▸ Record set
** BEGIN **

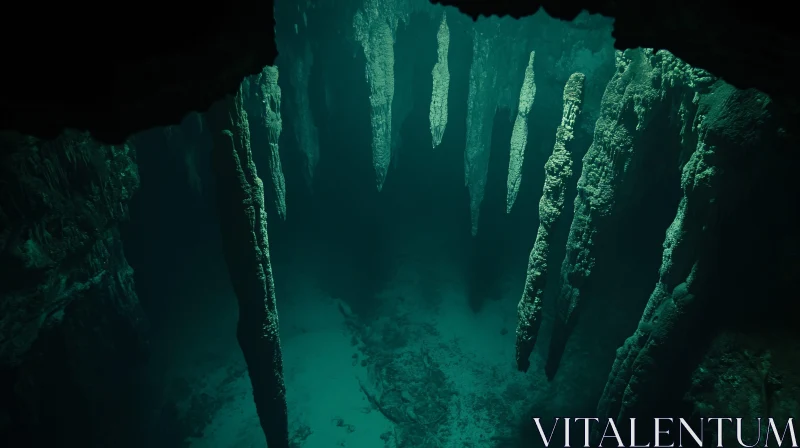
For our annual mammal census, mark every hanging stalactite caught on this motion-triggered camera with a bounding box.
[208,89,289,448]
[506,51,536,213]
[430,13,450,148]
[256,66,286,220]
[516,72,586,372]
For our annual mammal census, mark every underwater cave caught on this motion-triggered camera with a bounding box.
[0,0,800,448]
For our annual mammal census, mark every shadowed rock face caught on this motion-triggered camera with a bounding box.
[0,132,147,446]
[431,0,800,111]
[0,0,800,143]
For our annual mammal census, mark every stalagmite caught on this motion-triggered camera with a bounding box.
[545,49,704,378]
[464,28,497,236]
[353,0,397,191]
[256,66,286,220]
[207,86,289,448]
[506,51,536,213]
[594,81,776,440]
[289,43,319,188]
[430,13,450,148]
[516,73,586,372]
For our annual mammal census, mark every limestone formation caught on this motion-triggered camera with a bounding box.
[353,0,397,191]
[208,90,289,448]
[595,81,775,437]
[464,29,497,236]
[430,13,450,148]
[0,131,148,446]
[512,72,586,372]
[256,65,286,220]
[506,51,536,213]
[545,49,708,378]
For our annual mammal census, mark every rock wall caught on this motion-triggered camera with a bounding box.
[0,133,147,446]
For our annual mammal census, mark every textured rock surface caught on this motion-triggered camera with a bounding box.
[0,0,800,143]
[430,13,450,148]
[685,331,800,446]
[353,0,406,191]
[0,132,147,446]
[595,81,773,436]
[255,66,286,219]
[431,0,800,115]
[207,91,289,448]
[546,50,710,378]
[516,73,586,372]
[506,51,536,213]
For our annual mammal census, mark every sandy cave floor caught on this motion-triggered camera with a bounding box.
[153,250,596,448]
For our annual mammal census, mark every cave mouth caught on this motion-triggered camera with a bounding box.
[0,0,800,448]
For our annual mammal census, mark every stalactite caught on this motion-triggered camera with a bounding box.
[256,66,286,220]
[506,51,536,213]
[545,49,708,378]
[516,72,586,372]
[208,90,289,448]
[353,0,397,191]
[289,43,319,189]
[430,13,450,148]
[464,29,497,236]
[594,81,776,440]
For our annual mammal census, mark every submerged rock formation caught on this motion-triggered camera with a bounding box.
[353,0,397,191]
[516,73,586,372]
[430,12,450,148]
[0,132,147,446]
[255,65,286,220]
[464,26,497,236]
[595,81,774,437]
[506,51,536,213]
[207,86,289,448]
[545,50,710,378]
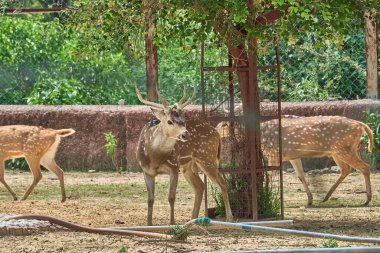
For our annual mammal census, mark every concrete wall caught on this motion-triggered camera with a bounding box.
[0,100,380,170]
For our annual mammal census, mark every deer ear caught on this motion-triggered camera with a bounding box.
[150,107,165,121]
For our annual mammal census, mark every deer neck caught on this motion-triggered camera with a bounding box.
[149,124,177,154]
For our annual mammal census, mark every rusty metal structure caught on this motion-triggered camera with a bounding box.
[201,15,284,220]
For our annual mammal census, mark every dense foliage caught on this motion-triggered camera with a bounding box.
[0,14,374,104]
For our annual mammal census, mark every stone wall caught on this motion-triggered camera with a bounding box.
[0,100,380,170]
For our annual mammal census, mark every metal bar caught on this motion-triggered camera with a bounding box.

** END **

▸ Exercise task
Locate every line in the data above that contains the string "deer", with case counting, and copy each of those lines.

▸ Exercise response
For our annual mammal census, mark every deer ear caught on this motion-triggered camera with a bounding box.
For our annual mammal census, mark every deer neck caught on this motion-triggered camera with a bounding box.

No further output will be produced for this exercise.